-- Start ENTRIES SUPPLIED --
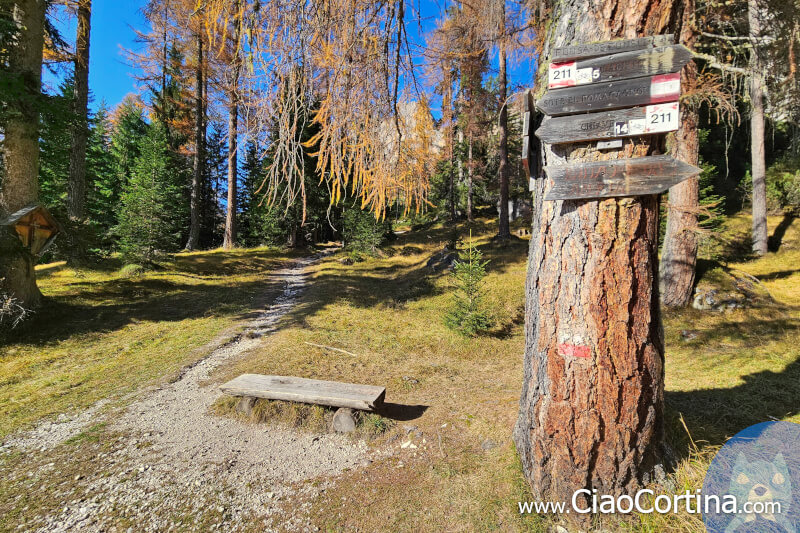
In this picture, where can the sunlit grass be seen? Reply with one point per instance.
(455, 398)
-- End ENTRIES SUPPLIED --
-- Start ENTRIES SUPPLIED --
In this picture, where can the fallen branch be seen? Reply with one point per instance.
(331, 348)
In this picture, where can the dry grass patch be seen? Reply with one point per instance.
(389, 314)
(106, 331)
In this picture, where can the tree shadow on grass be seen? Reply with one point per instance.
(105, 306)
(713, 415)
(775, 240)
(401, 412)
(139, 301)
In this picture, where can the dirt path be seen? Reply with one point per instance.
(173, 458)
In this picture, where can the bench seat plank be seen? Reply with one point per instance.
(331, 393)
-- End ENTRIES SUPPLIED --
WRITTEN INSTRUCTION :: List every line of the records that contains the word "grass".

COMPLETED EXERCISE ::
In this picture, where can the sunlit grass be seen? Reply with one point per instance.
In this picture, where can the dry grass patch be seen? Reply with one point per instance.
In this picture, where can the tree shadow on grass be seen? Reply with one point per instance.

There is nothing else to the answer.